Copy out every record precisely.
--- start of GIVEN DATA ---
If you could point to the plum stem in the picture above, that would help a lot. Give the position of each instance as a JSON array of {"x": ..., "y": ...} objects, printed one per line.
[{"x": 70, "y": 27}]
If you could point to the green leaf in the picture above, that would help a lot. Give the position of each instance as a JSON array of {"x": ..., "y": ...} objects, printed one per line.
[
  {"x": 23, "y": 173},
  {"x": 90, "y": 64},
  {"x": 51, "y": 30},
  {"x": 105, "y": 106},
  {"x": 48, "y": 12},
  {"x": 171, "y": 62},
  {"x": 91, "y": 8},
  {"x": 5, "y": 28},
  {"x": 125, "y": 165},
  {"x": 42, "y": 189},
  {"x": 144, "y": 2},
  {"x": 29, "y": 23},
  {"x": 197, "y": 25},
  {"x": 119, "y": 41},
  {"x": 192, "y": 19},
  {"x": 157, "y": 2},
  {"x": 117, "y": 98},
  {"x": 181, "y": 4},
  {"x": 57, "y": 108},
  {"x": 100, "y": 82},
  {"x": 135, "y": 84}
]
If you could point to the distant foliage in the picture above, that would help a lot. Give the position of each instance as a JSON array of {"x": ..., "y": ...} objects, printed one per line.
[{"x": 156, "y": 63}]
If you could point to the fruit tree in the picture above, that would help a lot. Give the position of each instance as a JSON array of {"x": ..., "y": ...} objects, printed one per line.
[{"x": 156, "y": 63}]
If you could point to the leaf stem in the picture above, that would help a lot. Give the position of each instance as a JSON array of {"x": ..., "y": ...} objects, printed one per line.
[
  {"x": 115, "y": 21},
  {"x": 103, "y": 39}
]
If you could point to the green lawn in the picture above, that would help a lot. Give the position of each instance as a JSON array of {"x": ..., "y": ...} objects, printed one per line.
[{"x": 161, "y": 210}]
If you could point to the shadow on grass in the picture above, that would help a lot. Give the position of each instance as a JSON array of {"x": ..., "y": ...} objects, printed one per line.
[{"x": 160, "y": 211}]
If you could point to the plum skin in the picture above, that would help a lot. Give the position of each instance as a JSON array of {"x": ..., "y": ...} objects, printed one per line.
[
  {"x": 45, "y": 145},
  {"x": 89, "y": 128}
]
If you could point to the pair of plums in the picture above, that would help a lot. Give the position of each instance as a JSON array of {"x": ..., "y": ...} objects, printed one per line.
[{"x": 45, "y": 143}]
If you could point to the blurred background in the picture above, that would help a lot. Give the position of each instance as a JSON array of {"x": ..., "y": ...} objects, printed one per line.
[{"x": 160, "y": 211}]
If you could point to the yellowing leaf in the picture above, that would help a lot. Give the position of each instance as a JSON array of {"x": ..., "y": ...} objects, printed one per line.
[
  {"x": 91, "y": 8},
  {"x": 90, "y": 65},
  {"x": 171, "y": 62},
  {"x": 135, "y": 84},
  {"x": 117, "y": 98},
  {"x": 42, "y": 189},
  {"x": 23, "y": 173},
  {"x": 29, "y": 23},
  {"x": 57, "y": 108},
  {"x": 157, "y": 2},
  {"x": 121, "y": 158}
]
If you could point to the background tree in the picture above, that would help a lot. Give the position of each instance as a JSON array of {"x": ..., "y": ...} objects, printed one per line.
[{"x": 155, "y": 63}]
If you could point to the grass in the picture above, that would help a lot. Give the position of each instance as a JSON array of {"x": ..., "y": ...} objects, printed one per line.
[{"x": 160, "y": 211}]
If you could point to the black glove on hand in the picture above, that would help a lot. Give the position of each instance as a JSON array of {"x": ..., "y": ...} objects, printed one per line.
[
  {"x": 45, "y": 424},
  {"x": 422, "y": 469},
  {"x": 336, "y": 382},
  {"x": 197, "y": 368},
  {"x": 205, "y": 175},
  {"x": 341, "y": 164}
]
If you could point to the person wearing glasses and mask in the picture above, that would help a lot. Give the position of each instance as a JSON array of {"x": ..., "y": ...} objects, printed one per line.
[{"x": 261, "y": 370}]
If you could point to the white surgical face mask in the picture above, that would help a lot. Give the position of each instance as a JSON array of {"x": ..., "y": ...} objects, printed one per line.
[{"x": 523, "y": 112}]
--- end of GIVEN DATA ---
[CORRECT ANSWER]
If you could point to the plum stem in the picture above, that would help a lot. Give the position of each instance as a JSON array of {"x": ..., "y": ...} objects, printed one per line.
[{"x": 70, "y": 27}]
If you could point to the green leaf in the picture above, that would help a lot. Give the position of each instance as a JSON array of {"x": ..., "y": ...} objects, printed one per line.
[
  {"x": 23, "y": 173},
  {"x": 90, "y": 64},
  {"x": 51, "y": 30},
  {"x": 105, "y": 106},
  {"x": 48, "y": 12},
  {"x": 171, "y": 62},
  {"x": 91, "y": 8},
  {"x": 5, "y": 28},
  {"x": 125, "y": 165},
  {"x": 42, "y": 189},
  {"x": 144, "y": 2},
  {"x": 29, "y": 23},
  {"x": 197, "y": 25},
  {"x": 119, "y": 41},
  {"x": 192, "y": 19},
  {"x": 157, "y": 2},
  {"x": 117, "y": 98},
  {"x": 181, "y": 4},
  {"x": 57, "y": 108},
  {"x": 100, "y": 82},
  {"x": 135, "y": 84}
]
If you could point to the distant foliage in the picture above, that would help a lot. Give the position of each instance as a JSON array of {"x": ..., "y": ...} objects, printed one per line.
[{"x": 156, "y": 63}]
If you could point to the fruit tree in the picture above, that would help a lot. Give the position of each instance as a JSON array of {"x": ..., "y": ...} objects, printed one per line.
[{"x": 156, "y": 63}]
If you could point to the leaf stem in the picture above, that would help a lot. Give the position of each instance as a JSON array of {"x": ..., "y": ...} objects, printed one per line.
[
  {"x": 115, "y": 21},
  {"x": 103, "y": 39}
]
If you could point to the green lawn in the picture above, that would help a lot. Give the position of each instance as a JSON array of {"x": ..., "y": ...} objects, printed one per line.
[{"x": 161, "y": 210}]
If you could point to the shadow on grass in the picture above, that would help a lot. Give the position of each instance as a JSON array of {"x": ..., "y": ...} objects, printed one per line.
[{"x": 160, "y": 211}]
If you could point to the plum skin in the picture above, that would help a lot. Give the position of each instance as a JSON array of {"x": ..., "y": ...} objects, printed one per line.
[
  {"x": 45, "y": 145},
  {"x": 89, "y": 128}
]
If you could point to the pair of plums in the picture above, that would help a lot. Give the position of each instance as a JSON array of {"x": ..., "y": ...} objects, printed one per line.
[{"x": 45, "y": 143}]
If you could point to the blurred background in the picture above, that would help a lot. Give the position of each instance as a JSON array of {"x": ..., "y": ...} objects, printed one per line.
[{"x": 160, "y": 211}]
If you could point to the yellowing leaf in the picture above, that would help a lot. Give the position of each instance as a JSON array of {"x": ..., "y": ...} objects, printed one per line.
[
  {"x": 91, "y": 8},
  {"x": 90, "y": 65},
  {"x": 171, "y": 62},
  {"x": 135, "y": 84},
  {"x": 117, "y": 98},
  {"x": 42, "y": 189},
  {"x": 23, "y": 173},
  {"x": 29, "y": 23},
  {"x": 57, "y": 108},
  {"x": 157, "y": 2},
  {"x": 121, "y": 158}
]
If you could point to the background tree in the picture above, that would help a lot. Give the position of each instance as a JSON array of {"x": ..., "y": ...} objects, printed one per line.
[{"x": 155, "y": 63}]
If you could point to the grass in the picture above, that would help a lot. Give the position of each instance as a JSON array of {"x": ..., "y": ...} objects, printed one per line.
[{"x": 160, "y": 211}]
If you could point to the black glove on hand in the picture above, that would help a lot. Give the position of each instance as a JSON array of {"x": ..., "y": ...} objects, printed one per line.
[
  {"x": 45, "y": 424},
  {"x": 422, "y": 469},
  {"x": 336, "y": 382},
  {"x": 197, "y": 368},
  {"x": 205, "y": 175},
  {"x": 341, "y": 164}
]
If you could point to the person wearing glasses and mask in the picture above, that would help a lot. Give the position of each instance as a JSON array of {"x": ..., "y": ...} objects, printed one per line.
[{"x": 261, "y": 370}]
If you could point to the white surgical face mask in the picture above, that would help a lot. Give the position of each instance as a JSON array of {"x": ..., "y": ...} objects, printed one per line.
[{"x": 523, "y": 112}]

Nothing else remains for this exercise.